A few years ago, I flew out to Ecuador to create a high-resolution image of the capital city of Quito. The final image turned out to be 16 gigapixels in size and at a printed size of over 25 meters (~82 feet), it allows people see jaw-dropping detail even when viewed from a few inches away.
I’ve always thought that gigapixel technology was amazing since I first saw it around 8 or 9 years ago. It combines everything that I like about photography: the adventure of trying to capture a complex image in challenging conditions as well as using high tech equipment, powerful computers, and advanced image processing software to create the final image.
I’ve been doing this for a while now, so I thought that I would share some of my experiences with you all so that you can make your own incredible gigapixel image as well.
The Gist
The picture was made with the 50-megapixel Canon 5DSR and a 100-400mm lens. It consists of 912 photos with each one having a .RAW file size of over 60MB. To create the image a robotic camera mount was used to capture over 900 images with a Canon 5DSR and 400mm lens. Digital stitching software was then used to combine them into a uniform high-resolution picture.
With a resolution of 300,000×55,313 pixels, the picture is the highest resolution photo of Quito ever taken. This allows you instantly view and explore high-resolution images that are over several gigabytes in size.
○ ○ ○ ○
● Complete the following:
**A.** According to the Quito gigapixel passage, how many photos make up the final picture?
**B.** Transcribe the Quito gigapixel passage between "I’ve been doing" and "image as well.", inclusive.
The material is separate from the Quito gigapixel passage.
○ ○ ○ ○
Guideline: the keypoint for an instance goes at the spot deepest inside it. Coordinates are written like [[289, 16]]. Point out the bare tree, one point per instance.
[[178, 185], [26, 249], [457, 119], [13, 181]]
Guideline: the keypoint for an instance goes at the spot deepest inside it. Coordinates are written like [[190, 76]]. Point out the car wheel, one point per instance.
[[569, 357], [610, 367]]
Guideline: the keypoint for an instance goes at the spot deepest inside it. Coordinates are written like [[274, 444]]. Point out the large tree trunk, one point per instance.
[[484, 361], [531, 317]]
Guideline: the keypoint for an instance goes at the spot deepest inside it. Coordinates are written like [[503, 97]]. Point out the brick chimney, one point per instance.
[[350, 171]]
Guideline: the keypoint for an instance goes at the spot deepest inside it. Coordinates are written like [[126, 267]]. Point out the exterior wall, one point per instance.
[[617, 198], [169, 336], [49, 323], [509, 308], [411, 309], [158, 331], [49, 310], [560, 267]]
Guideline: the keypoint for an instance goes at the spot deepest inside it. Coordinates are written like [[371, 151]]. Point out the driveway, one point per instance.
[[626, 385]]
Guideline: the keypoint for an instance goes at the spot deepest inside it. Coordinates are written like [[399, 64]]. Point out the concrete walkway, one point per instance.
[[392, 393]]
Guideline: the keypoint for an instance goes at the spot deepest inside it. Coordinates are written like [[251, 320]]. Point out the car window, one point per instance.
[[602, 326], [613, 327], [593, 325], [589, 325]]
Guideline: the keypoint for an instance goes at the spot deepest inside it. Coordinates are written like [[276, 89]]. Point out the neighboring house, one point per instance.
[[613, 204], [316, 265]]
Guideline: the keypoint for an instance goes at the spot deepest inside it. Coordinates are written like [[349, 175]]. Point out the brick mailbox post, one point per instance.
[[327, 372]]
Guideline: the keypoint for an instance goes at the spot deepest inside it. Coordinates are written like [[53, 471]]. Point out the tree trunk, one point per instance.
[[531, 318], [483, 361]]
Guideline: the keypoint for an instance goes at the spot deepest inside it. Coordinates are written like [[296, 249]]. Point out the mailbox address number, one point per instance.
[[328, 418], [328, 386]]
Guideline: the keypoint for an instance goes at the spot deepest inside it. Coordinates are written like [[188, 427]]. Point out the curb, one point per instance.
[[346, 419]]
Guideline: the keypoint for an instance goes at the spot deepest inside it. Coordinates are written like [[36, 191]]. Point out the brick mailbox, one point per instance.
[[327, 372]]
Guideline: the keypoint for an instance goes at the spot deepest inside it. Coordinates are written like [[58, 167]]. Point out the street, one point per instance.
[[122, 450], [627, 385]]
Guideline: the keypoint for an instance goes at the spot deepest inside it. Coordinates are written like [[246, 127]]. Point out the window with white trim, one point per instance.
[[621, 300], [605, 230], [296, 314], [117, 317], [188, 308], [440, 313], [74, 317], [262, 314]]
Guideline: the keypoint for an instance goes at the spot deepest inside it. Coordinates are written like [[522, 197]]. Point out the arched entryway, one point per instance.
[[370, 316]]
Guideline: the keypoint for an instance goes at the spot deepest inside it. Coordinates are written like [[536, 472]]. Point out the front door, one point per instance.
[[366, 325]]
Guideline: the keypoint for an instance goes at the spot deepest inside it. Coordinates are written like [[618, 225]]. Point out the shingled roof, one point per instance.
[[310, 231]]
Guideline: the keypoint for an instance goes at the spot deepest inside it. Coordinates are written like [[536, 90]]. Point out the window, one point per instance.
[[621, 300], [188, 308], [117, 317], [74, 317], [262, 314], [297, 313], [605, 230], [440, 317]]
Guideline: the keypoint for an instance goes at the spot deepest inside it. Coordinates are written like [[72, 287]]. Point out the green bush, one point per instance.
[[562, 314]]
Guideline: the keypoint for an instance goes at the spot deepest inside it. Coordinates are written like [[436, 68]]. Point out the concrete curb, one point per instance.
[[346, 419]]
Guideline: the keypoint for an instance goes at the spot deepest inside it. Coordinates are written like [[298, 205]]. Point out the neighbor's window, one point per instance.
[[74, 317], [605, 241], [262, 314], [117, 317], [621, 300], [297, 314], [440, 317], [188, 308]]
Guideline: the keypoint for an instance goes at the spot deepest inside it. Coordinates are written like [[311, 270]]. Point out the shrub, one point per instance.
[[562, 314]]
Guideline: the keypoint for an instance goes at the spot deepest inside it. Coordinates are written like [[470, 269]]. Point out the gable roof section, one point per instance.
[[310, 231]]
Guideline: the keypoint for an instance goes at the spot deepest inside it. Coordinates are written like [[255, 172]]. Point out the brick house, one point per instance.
○ ○ ○ ○
● Full solutions:
**A.** 912 photos.

**B.**
I’ve been doing this for a while now, so I thought that I would share some of my experiences with you all so that you can make your own incredible gigapixel image as well.